#### Aim of the task:
In your copy, set down the entries exactly and exclude the pictures.

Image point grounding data

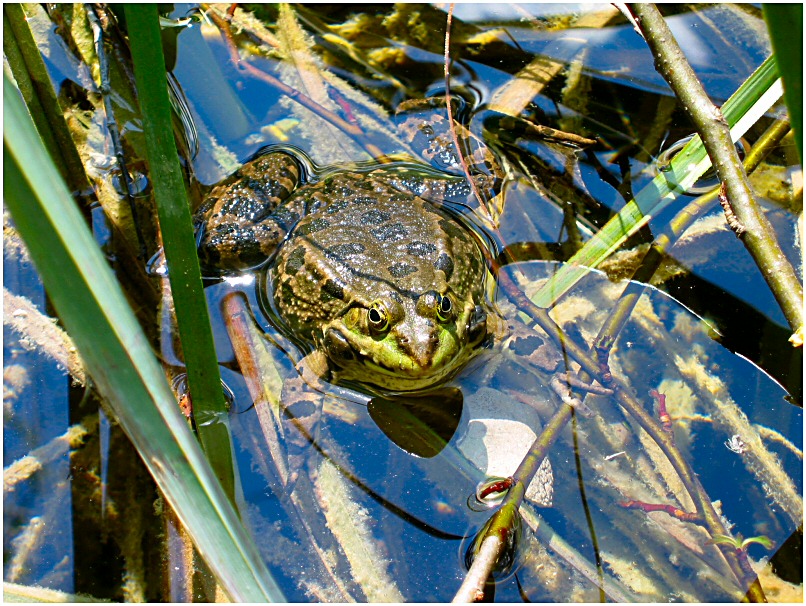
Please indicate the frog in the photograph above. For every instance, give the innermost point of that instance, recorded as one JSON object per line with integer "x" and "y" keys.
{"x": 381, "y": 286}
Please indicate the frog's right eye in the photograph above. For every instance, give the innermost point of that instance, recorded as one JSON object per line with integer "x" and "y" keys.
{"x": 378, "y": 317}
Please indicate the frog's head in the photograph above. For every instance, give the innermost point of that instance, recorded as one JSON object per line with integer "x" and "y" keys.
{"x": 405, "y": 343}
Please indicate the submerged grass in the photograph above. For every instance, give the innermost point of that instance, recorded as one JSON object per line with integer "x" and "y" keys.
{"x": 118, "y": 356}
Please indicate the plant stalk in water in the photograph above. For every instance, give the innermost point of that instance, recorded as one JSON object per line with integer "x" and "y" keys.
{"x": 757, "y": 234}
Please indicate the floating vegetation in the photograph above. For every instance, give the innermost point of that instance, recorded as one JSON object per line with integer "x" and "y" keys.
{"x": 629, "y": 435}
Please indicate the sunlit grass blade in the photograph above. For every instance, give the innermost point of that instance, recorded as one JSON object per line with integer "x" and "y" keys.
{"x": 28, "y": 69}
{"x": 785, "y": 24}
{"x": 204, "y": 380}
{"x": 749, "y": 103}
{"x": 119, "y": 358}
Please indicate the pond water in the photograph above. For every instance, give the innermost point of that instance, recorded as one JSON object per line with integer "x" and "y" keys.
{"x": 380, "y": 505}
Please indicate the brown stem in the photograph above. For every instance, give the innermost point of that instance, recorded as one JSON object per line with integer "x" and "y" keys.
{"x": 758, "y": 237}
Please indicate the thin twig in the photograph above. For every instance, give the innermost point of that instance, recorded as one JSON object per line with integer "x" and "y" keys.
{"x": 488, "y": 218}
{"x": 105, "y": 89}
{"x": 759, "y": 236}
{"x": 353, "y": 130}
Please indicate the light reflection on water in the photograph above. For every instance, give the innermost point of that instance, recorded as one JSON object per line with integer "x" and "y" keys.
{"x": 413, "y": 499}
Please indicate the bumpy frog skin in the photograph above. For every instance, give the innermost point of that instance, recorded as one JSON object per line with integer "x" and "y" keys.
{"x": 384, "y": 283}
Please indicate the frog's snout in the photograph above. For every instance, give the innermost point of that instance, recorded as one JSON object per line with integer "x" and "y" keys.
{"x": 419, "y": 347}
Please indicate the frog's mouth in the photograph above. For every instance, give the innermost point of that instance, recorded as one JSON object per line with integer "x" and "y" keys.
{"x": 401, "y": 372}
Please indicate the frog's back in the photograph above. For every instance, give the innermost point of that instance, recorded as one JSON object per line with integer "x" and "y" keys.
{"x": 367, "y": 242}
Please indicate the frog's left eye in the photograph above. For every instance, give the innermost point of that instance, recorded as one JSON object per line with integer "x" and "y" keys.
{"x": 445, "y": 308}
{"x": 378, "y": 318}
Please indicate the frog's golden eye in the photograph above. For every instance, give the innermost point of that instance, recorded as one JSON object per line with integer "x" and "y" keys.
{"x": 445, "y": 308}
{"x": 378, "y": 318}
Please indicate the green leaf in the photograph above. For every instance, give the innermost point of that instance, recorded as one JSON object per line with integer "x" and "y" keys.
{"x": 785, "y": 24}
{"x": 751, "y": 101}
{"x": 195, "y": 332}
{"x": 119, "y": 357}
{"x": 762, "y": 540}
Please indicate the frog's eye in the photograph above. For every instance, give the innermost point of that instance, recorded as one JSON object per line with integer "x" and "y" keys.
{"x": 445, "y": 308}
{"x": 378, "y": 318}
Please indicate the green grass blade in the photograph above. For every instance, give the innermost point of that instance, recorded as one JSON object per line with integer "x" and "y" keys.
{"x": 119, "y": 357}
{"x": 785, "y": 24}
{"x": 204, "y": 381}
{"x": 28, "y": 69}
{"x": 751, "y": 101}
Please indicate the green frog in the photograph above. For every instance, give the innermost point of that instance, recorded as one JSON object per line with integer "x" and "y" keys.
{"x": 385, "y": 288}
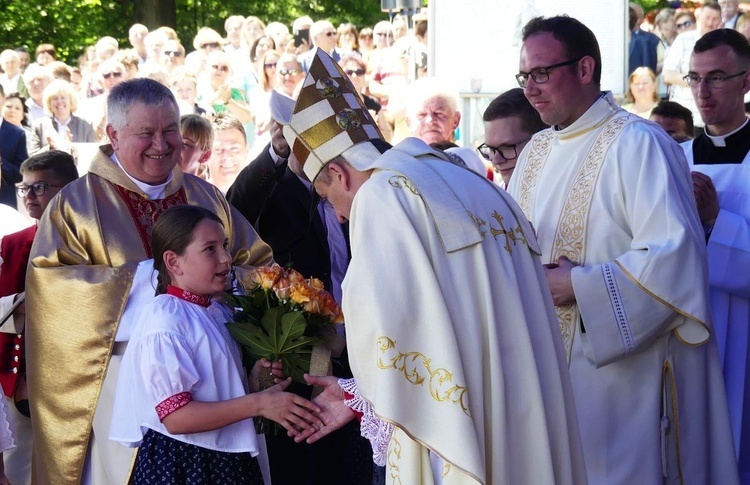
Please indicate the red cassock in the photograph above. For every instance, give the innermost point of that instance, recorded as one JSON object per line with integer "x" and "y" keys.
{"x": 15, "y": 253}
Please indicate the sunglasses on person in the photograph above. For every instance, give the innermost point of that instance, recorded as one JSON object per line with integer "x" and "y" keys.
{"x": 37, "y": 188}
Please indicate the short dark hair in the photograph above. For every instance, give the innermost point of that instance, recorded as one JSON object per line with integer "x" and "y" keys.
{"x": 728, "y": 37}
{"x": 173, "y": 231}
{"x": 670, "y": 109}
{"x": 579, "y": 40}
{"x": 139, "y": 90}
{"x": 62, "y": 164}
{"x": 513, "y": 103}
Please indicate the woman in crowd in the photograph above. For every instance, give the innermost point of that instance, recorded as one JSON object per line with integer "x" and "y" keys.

#### Task response:
Please indicate the frog in the photograph above. For every instance, give the innermost point of that instance, recorded as one JSON object per line with integer "x" and "y" keys.
{"x": 381, "y": 286}
Please indicate the frog's right eye in the photograph above. For every instance, give the innermost point of that instance, recorded as one JSON object per line with integer "x" and "y" keys.
{"x": 378, "y": 317}
Please indicate the frog's head in the photograph above. For every instance, give the innermost point of that instance, recorded as one JSON object per line with integer "x" and "y" keys.
{"x": 405, "y": 343}
Please indicate the submerged grass in the photograph above. For every instance, give the innermost point of that instance, recorded as one JSON object per line with integer "x" and "y" keys.
{"x": 118, "y": 356}
Please indicate the plant stalk in water in the photograph above. For every instance, give the innermost point of that instance, recorded as one JSON object per line with integer "x" and "y" keys.
{"x": 757, "y": 234}
Please indicate the floating vegetation in the photograph above. For every instance, give the innermost point of that instance, recorded as one JSON object per line with integer "x" and "y" keys.
{"x": 629, "y": 435}
Please indicate the sunlit grass blade in the photograph above. For every instance, give the innermost point of that instance, recorded as one JSON object per line with integer "x" and "y" keys.
{"x": 28, "y": 69}
{"x": 785, "y": 24}
{"x": 204, "y": 380}
{"x": 749, "y": 103}
{"x": 119, "y": 358}
Please indicate the pond water in the photograph above. For every instance, give the innermost point of that instance, recorded as one JSON object per line with integer "x" and "y" keys.
{"x": 380, "y": 505}
Please indicate the brown stem in the photograph above. For every instance, give the innermost point of that instance, recorded as one JSON object per line with integer "x" and "y" keys.
{"x": 758, "y": 237}
Please indicate the thin twig in the photograph above. For every instance, give the innermost point of that instance, recorded as one JSON object per line with integer "x" and "y" keys.
{"x": 488, "y": 218}
{"x": 105, "y": 89}
{"x": 759, "y": 236}
{"x": 353, "y": 130}
Please indicate the light reflection on water in the photograph above. For every instance, give the innermost point of that instance, recorded as one JSON object per line with integer "x" and "y" keys.
{"x": 413, "y": 499}
Please indicate the bumpy frog skin in the photograph above. For every instance, give the innermost point of that instance, recorded as one JSON object per line with integer "x" and "y" keys.
{"x": 384, "y": 283}
Please indicate the frog's snout in the photograph above. For every instance, give the innermost point of that instance, recorded as one JSON object per line with integer "x" and "y" keys.
{"x": 419, "y": 347}
Please indicate the frog's mouth in the photograph above. For every instance, give the innermost point of that instance, recorded as one JSON object per line with integer "x" and "y" keys.
{"x": 401, "y": 372}
Please indicate the frog's back in the photograph above. For every instance, give the innermost point of that instance, recorded as one JSON object per line with integer "x" and "y" keys.
{"x": 367, "y": 242}
Please indicate the frog's left eye in the photograph above. For every instance, give the innermost point of that instance, recorded as one JSON object per line with integer "x" and "y" keys.
{"x": 445, "y": 308}
{"x": 378, "y": 318}
Please indicate the frog's golden eye in the photograph above. For every instance, give the innermost point of that instance, recorded as one JSON object per line with integer "x" and "y" keys.
{"x": 445, "y": 308}
{"x": 378, "y": 318}
Please indicate the green leaf in the photograph above. For every instance, give the innermost point of that instance, recorded as one JSON object per line with integer "x" and "y" keys.
{"x": 785, "y": 24}
{"x": 751, "y": 101}
{"x": 195, "y": 332}
{"x": 119, "y": 357}
{"x": 762, "y": 540}
Please indicate the frog's eye in the photograph above. For every instance, give the innermost point of that instance, recorded as one JSON object per line with integer "x" and "y" keys.
{"x": 445, "y": 308}
{"x": 378, "y": 318}
Please indicate the green grass blade in the photograph above. For every instance, give the innermost point of that instance, recorded as one JSON object per line with integer "x" and "y" keys.
{"x": 119, "y": 357}
{"x": 785, "y": 24}
{"x": 204, "y": 381}
{"x": 28, "y": 69}
{"x": 751, "y": 101}
Please indicate the green frog in the photograph above. For every instance, give the innermost point of that instance, recorded as one JSON object per line with integer "x" and "y" keys.
{"x": 385, "y": 288}
Please indicate the red cassock in the photograph above. For every instance, give the innermost point of that instance, recorded as one JSON object per line with integer "x" and "y" keys.
{"x": 15, "y": 253}
Please indicate the sunglasses on person in the photograph above. For every instance, give the innermost point of that instance, recorded as one JSON object per line with integer "x" and "y" keys.
{"x": 37, "y": 188}
Please indicate the short dark hair in the photograph above. For every instance, give the innermost point of that instance, recorded as one JSON object per line with integer "x" and "y" keys.
{"x": 728, "y": 37}
{"x": 173, "y": 231}
{"x": 670, "y": 109}
{"x": 579, "y": 40}
{"x": 139, "y": 90}
{"x": 62, "y": 164}
{"x": 513, "y": 103}
Please indicate the woman in crowd in the photograph above. For every instance, give the innermost point of that instance, recorded as one JSON object per line with integer "x" and "y" keys.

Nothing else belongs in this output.